What this task involves
Given the material below, return only the lines starting at the line with "column 142, row 11" and ending at the line with "column 62, row 123", exactly as they appear.

+++++

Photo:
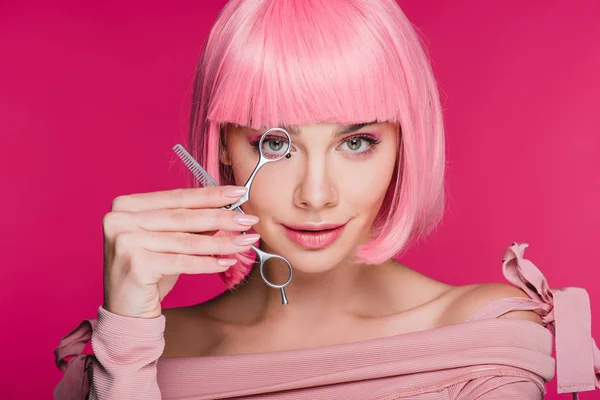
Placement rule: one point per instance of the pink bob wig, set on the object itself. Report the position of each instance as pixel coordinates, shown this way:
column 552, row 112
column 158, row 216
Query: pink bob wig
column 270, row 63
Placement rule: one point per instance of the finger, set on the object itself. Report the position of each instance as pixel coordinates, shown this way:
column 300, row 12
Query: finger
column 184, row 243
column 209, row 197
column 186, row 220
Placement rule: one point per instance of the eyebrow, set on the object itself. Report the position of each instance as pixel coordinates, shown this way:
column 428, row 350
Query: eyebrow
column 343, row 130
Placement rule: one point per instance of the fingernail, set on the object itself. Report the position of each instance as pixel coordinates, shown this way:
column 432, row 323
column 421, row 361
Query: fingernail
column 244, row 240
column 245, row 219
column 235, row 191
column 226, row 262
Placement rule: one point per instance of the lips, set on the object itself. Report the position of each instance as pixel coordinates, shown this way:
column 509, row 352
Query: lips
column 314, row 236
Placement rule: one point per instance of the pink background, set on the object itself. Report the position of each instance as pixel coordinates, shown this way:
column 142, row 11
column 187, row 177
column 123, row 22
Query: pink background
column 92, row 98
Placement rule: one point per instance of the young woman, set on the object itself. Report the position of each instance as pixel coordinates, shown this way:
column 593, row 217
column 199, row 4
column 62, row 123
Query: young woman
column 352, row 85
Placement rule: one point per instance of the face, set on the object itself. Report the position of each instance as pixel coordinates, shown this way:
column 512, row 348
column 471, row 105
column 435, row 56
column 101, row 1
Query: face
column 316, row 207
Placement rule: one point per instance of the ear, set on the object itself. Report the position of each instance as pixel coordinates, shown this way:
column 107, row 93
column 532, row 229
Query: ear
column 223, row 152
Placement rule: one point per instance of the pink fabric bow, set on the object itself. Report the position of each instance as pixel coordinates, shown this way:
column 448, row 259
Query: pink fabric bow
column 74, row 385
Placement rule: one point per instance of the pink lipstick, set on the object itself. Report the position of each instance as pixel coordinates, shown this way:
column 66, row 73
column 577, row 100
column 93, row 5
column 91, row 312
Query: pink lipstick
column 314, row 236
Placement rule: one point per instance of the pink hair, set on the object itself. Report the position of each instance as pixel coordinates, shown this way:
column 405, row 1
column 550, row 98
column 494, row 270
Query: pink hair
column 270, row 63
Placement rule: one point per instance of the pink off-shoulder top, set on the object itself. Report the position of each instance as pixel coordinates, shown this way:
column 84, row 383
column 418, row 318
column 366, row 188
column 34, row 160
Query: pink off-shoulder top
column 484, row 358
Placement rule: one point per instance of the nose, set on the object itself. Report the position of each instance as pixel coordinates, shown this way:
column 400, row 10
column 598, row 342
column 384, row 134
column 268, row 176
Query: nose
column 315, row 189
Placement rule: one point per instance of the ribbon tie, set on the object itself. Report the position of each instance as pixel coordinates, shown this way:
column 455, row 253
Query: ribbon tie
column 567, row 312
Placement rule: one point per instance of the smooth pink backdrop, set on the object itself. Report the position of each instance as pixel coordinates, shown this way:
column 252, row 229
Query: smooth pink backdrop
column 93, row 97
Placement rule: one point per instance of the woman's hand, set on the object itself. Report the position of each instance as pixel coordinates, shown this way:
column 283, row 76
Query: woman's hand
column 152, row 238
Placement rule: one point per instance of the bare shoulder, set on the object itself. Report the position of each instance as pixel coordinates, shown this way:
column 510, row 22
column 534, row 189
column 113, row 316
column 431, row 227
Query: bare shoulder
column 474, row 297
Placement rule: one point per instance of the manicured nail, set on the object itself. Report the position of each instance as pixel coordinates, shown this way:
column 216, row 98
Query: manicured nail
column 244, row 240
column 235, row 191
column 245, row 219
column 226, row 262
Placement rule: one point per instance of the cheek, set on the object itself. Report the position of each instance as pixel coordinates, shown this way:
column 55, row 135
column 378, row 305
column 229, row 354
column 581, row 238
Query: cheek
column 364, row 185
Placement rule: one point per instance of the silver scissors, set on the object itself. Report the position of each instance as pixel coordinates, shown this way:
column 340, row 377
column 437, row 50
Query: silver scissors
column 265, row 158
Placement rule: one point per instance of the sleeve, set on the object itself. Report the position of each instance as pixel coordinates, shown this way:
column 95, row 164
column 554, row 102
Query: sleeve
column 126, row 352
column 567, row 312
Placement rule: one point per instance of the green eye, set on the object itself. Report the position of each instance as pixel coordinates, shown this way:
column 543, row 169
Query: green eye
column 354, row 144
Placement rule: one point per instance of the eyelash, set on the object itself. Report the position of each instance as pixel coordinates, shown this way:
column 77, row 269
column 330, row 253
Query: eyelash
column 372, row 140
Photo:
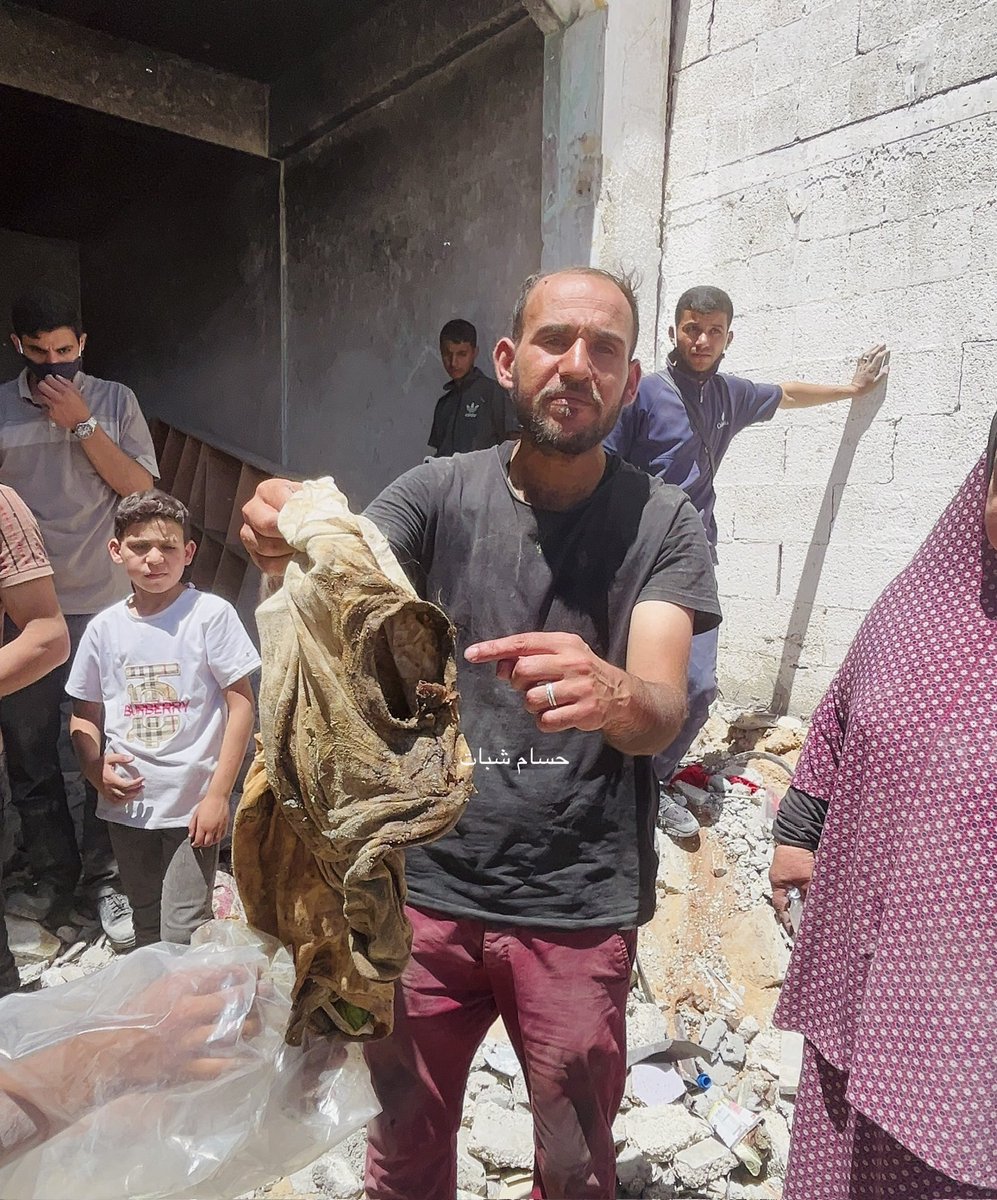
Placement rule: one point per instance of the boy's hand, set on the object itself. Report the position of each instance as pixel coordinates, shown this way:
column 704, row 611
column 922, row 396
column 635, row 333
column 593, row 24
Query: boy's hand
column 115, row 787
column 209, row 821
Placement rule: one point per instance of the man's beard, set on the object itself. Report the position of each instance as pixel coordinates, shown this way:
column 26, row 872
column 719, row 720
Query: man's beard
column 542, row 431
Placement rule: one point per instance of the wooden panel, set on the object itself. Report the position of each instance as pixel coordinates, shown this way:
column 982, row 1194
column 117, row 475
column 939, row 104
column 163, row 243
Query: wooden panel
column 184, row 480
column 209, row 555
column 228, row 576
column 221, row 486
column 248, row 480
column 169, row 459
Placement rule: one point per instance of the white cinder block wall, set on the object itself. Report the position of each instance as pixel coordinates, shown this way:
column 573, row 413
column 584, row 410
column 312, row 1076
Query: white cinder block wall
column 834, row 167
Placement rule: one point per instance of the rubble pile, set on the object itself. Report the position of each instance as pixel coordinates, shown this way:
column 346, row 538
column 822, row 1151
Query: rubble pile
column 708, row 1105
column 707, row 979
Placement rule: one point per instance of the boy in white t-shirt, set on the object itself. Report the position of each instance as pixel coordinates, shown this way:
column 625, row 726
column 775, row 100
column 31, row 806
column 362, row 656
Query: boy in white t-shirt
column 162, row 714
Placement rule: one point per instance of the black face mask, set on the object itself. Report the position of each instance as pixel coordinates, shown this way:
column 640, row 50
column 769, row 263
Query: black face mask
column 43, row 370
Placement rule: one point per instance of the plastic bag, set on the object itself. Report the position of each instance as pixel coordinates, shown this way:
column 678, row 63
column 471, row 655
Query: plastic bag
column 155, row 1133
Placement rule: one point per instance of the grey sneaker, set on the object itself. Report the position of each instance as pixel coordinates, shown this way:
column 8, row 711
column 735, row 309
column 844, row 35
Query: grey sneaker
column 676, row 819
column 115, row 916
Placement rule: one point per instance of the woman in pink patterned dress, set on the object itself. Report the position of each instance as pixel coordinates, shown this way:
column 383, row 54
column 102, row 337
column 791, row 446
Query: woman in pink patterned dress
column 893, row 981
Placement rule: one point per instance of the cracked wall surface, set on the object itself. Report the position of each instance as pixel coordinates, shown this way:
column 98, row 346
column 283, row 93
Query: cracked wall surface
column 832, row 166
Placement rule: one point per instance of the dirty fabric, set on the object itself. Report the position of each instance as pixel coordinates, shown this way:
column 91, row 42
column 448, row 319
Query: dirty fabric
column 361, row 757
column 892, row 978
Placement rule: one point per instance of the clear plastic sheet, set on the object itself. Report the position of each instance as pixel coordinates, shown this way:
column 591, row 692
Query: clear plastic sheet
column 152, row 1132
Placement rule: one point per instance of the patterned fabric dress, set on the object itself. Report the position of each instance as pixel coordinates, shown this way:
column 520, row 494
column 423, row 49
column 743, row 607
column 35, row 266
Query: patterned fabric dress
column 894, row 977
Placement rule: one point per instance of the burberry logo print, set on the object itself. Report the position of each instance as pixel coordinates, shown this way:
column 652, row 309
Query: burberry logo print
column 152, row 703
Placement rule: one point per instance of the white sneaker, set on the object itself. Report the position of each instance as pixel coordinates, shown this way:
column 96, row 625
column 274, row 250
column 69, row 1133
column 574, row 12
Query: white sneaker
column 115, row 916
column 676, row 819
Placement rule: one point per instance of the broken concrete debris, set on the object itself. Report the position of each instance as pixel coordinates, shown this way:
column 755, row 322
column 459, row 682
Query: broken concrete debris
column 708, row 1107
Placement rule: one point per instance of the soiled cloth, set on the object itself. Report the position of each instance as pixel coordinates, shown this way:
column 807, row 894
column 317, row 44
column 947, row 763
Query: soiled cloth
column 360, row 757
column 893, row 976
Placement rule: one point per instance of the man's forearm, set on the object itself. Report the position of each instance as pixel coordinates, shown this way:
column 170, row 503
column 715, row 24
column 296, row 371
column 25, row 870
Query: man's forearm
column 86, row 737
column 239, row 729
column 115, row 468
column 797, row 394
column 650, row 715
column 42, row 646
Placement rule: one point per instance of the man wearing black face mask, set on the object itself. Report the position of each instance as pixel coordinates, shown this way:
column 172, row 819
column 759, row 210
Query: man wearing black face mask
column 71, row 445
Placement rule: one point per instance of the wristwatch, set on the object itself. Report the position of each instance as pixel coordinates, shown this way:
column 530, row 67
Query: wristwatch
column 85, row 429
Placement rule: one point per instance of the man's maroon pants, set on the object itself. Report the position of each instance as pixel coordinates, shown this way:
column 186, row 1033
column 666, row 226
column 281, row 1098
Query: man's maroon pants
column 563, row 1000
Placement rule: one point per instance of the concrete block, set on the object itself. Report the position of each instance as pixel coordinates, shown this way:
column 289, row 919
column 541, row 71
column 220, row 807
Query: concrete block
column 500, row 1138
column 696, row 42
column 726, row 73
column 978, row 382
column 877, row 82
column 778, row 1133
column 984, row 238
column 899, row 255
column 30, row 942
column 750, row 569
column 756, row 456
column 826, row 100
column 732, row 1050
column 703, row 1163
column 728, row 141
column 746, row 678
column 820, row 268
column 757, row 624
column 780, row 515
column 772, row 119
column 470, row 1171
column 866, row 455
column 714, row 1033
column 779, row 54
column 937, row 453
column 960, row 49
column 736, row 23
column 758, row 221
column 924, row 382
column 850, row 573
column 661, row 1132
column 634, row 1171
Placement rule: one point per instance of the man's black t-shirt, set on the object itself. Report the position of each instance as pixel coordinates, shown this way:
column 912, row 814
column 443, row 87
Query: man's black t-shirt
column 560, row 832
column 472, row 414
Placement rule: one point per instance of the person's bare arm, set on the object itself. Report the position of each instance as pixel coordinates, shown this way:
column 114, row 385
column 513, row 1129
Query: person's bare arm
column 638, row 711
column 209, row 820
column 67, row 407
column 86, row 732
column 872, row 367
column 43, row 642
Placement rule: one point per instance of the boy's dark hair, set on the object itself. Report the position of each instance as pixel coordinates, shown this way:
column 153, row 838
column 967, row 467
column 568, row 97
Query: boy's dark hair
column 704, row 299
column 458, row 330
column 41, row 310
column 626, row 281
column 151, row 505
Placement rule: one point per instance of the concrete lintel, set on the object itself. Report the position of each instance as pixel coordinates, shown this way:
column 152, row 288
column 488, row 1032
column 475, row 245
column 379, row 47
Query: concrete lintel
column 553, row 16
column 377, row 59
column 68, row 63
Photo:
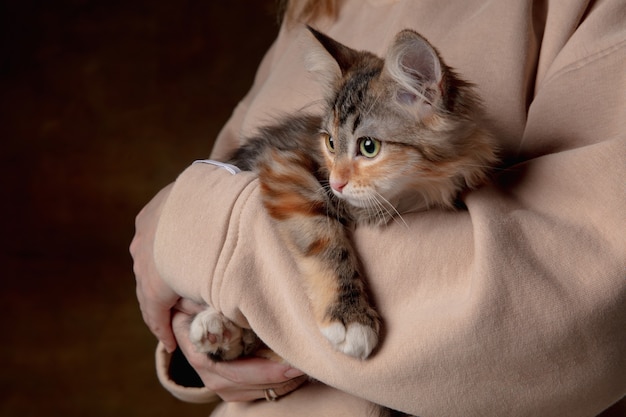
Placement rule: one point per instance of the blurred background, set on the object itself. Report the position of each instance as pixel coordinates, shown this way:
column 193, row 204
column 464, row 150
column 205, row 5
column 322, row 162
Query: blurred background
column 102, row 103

+++++

Answer box
column 142, row 11
column 187, row 177
column 123, row 22
Query: pink background
column 92, row 98
Placement rule: one point per instance of the young woman, set on the object itself. Report the position of each instance as pixel coordinates, shown this way:
column 593, row 217
column 199, row 4
column 62, row 123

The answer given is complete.